▶ _TEXT SHOWN_

Today Stacey and I were pair programming on a parser for requests to an IRC server. We started with this and this. Using the instaparser library, we ended up with this:

(def request-parser
  (insta/parser "message = prefix? command params?
                prefix = <':'> word <SPACE+>
                command = word | number number number
                params = middle? trailing?
                middle = (<SPACE+> word)+
                trailing = (<SPACE+> <':'> #'[a-zA-Z0-9 ]+')
                word = #'[a-zA-z]+'
                number = #'\\d'
                <SPACE> = #' '"))

If you take a look at the IRC RFCs, you'll immediately see that there are some differences and discrepancies. For example, the issue of nick and message lengths are left untouched by this grammar.

As Stacey and I developed the parser, we began to wonder where certain errors like "invalid nick, length > 9" would be thrown or handled. Specifically, should these be parsing errors? Generally, what parts of the program's logic should be handled by this grammar?

Somehow I recalled Chomsky's famous line "Colorless green ideas sleep furiously" which is a sentence (grammatically correct, or in our CS context, it parses), but meaningless. This way of thinking about grammar applies here too. The IRC command FOOBAR is grammatically correct but meaningless. Errors for meaningless commands should certainly be handled, but not in the grammar.

I went to the wikipedia page on "Colorless green ideas sleep furiously," saw this:

Alt text

and was enlightened.


That tree resembles a parse tree. If I didn't know any better, I would say that it is a parse tree.

Happy Halloween!

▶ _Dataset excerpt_
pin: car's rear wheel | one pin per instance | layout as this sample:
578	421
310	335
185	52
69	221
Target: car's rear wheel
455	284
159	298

▶ _EXERCISE INSTRUCTIONS_
1. Which IRC command does the IRC parser post give as grammatically correct but meaningless?
2. List every rule in the grammar of the IRC parser post whose definition is a single regular expression.
The material has no role in this exercise.

▶ _FULL SOLUTIONS_
1. FOOBAR

2. word, number, SPACE